* [EXPLORE THE MATERIAL]
- A) According to the review of Wild Men, in what year did Kroeber undergo psychoanalysis?
- B) Edit the review of Wild Men: rewrite everything from "I share Doug" down to "an open question.", replacing "settlers" with "colonists".

* [READING PASSAGE]
Tony Platt on Ishi—the Last of the Yahi
Posted on Dec 18, 2009
By Tony Platt
As for Kroeber, Sackman pores over his voluminous but sanitized papers in Berkeley’s Bancroft Library and looks for hidden clues in Theodora’s dutiful memoir (“Alfred Kroeber: A Personal Configuration,” 1970). But without access to diaries, letters and personal revelations, we are left only with the author’s speculation that “wildness is something that dwelled within, repressed by his own culture and his chosen profession of anthropology.”
The case for the inner Kroeber identifying with Ishi is rather thin. It is true that Kroeber did not support a dissection of Ishi’s body. “If there is any talk of the interests of science,” Kroeber wrote from New York to his assistant, Edward Gifford, “say for me that science can go to hell. We propose to stand by our friends.” Against Kroeber’s advice, the museum went ahead with the autopsy. But a few months later, after his return to the Bay Area, Kroeber did not have any moral qualms about sending Ishi’s brain to a eugenicist at the Smithsonian. Moreover, under Kroeber’s leadership Berkeley’s department of anthropology amassed thousands of native craniums, and Gifford was encouraged to develop his penchant for measuring skulls in the search for racial explanations of social difference.2
Wild Men: Ishi and Kroeber in the Wilderness of Modern America
By Douglas Cazaux Sackman
Oxford University Press, 384 pages
In order to find common ground between the two “wild men,” the author has a tendency to exaggerate Kroeber’s social activism. “The deep prejudice that had engulfed California’s Indians for a century—a prejudice that held that they were ‘diggers’ who lived off roots and insects and had no culture or even language—was swept away by Kroeber’s relativistic research,” asserts Sackman. This is wishful thinking. Kroeber certainly had an impact on the field of anthropology, but almost no impact on the “deep prejudice” of public discourse. Throughout most of his lifetime, the popular press and publishing industry saturated a large and receptive audience of readers with relentlessly racist images of native peoples as stupid and brutish, backward, a drag on progress, childlike and predisposed to extinction. Moreover, Kroeber rarely spoke out against California’s genocidal past (though Theodora did so eloquently after his death), preferring to focus on what he called “the purely aboriginal, the uncontaminatedly native.”5
Sackman argues, as have others, that Kroeber was propelled into a personal crisis after the death from pneumonia of his first wife, Henriette, in 1913 and of Ishi two years later, and by news of the carnage taking place in Europe during World War 1 (his parents were immigrants from Germany). Kroeber could not write about Ishi, Theodora suggested in her memoir, because “he had lived too much of it, and too much of it was the stuff of human agony from whose immediacy he could not sufficiently distance himself.”6 There’s some support for this thesis in Kroeber’s decision to undergo psychoanalysis in 1917 and to begin a second career as a therapist. But Kroeber continued a furious output of anthropological writing during this period, and by the 1920s was again teaching full time at Berkeley and was remarried, to Theodora. Maybe he was occasionally haunted in his dreams by images of Ishi and death. Maybe not.
I share Doug Sackman’s desire to break with old-style radical history that simplistically posits good guys against bad guys, oppressors against resisters. He identifies, as I do, with “the new western historians,” such as Patricia Limerick and Richard White, whose “multiperspectival” approach advocates moving beyond overly romantic interpretations of the native past and demonization of settlers, pioneers and anthropologists. It’s one thing, however, to reject a black-and-white view of history; it’s another to throw out power along with the binaries. There’s no question that Kroeber had an impact on Ishi: He changed his life fundamentally and took action that exposed him to an infection that caused his death. But whether Ishi had an impact on Kroeber other than enhance a career brimming with success remains an open question.

* [RECORDS SUPPLIED]
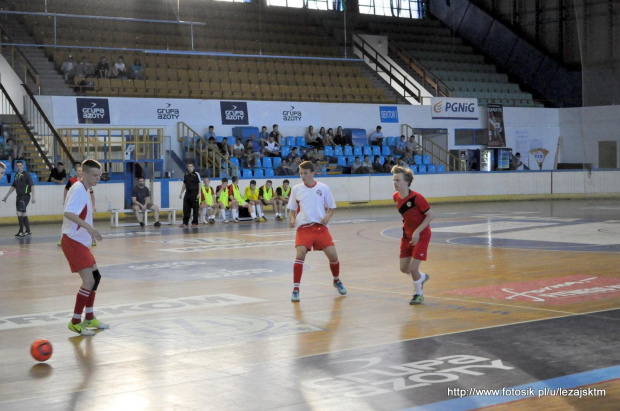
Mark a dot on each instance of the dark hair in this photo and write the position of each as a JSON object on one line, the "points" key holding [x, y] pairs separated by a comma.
{"points": [[90, 163], [307, 165]]}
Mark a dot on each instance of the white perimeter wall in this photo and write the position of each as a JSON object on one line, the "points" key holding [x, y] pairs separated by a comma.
{"points": [[352, 189]]}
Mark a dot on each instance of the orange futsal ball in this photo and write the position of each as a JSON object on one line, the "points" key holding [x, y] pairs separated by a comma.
{"points": [[41, 350]]}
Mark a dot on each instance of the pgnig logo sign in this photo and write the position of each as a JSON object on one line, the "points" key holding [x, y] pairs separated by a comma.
{"points": [[454, 108], [234, 113], [93, 111], [388, 114]]}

* [SOLUTIONS BY TASK]
- A) 1917

- B)
I share Doug Sackman’s desire to break with old-style radical history that simplistically posits good guys against bad guys, oppressors against resisters. He identifies, as I do, with “the new western historians,” such as Patricia Limerick and Richard White, whose “multiperspectival” approach advocates moving beyond overly romantic interpretations of the native past and demonization of colonists, pioneers and anthropologists. It’s one thing, however, to reject a black-and-white view of history; it’s another to throw out power along with the binaries. There’s no question that Kroeber had an impact on Ishi: He changed his life fundamentally and took action that exposed him to an infection that caused his death. But whether Ishi had an impact on Kroeber other than enhance a career brimming with success remains an open question.